Work instruction: Without changing a word, repeat the data, and include no pictures.

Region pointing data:
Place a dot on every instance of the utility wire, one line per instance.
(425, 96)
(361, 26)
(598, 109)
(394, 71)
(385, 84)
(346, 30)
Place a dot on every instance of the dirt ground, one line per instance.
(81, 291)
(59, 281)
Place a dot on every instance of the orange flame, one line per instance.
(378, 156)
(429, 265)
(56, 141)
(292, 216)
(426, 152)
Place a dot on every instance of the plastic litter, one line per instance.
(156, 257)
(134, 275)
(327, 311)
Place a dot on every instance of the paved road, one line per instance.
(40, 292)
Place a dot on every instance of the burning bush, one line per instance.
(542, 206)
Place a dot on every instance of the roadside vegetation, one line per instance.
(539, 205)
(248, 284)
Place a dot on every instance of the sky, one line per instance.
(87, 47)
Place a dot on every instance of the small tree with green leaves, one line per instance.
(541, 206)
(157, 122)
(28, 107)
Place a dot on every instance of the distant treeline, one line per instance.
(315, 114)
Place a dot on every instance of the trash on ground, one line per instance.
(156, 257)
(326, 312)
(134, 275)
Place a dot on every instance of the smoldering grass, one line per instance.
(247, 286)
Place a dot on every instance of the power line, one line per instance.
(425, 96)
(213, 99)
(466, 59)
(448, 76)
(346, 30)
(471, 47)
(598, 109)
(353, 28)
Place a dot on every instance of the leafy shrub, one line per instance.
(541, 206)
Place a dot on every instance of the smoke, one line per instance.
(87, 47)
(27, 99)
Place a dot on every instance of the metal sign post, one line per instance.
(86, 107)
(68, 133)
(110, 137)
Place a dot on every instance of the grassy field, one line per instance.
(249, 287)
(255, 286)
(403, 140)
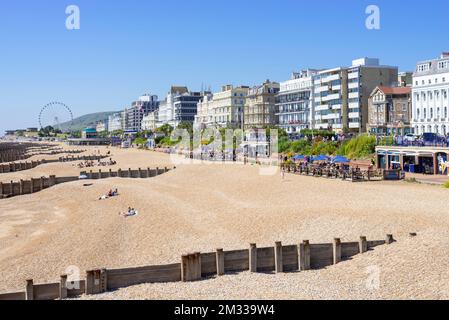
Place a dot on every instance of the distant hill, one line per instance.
(87, 120)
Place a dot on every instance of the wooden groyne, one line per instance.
(27, 165)
(197, 266)
(23, 187)
(10, 152)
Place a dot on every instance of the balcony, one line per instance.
(331, 78)
(353, 95)
(334, 96)
(353, 85)
(336, 107)
(353, 75)
(322, 108)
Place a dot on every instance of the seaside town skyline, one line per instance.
(223, 156)
(53, 73)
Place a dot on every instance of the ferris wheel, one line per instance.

Task answer:
Place a dot on every instance of the utility wire, one line per instance.
(425, 96)
(361, 26)
(598, 109)
(394, 71)
(385, 84)
(346, 30)
Place a dot on every instance of the dirt ground, one line per instance.
(81, 291)
(59, 281)
Place a dot on every instance of the orange flame, one line per instance.
(378, 156)
(429, 265)
(56, 141)
(292, 216)
(426, 152)
Place a dot on every instance of the plastic litter, one line per instance.
(156, 257)
(134, 275)
(327, 311)
Place a dot on every instance of the paved road, one line per instance.
(40, 292)
Place a dot on every instance of the burning bush, one line per instance.
(542, 206)
Place a dot on every instance of the roadside vegetation, one line per instance.
(539, 205)
(248, 284)
Place a dot on every instance of the sky, one line per instance.
(87, 47)
Place a dot on every instance of the small tree with green leaves, one line per instance.
(541, 206)
(157, 122)
(28, 107)
Place a dot on every instance of the distant treeline, one line per instance.
(315, 114)
Place a dot on every instance of the trash on ground, one line per instance.
(156, 257)
(326, 312)
(134, 275)
Place a dot on every instance of the smoldering grass, one line per instance.
(247, 286)
Place a dot on every instance of the power line, one line per instance.
(425, 96)
(213, 99)
(466, 59)
(448, 76)
(346, 30)
(471, 47)
(598, 109)
(353, 28)
Place a dot on every instance of the leafy shrub, one line per instance.
(541, 206)
Place a dot on every instance of the smoke, one line per instance.
(87, 47)
(27, 99)
Place a dot on every instance of the metal sign post, one line per instance.
(86, 107)
(68, 133)
(110, 137)
Place a dot on every instance of the grassy field, one line per instance.
(249, 287)
(255, 286)
(403, 140)
Place a dot on every instance of the distant hill, one line per instance.
(87, 120)
Place a dot on every instance of the wooden groyne, one line per instance.
(27, 165)
(197, 266)
(23, 187)
(10, 152)
Place a dot on every instance of the balcony, one line per instance.
(331, 78)
(353, 95)
(334, 96)
(353, 85)
(336, 107)
(353, 75)
(322, 108)
Place a dot on every instance of the seaside town skyline, one line per instance.
(223, 156)
(53, 73)
Place a dot on every instance of the ferris wheel, one line per instance.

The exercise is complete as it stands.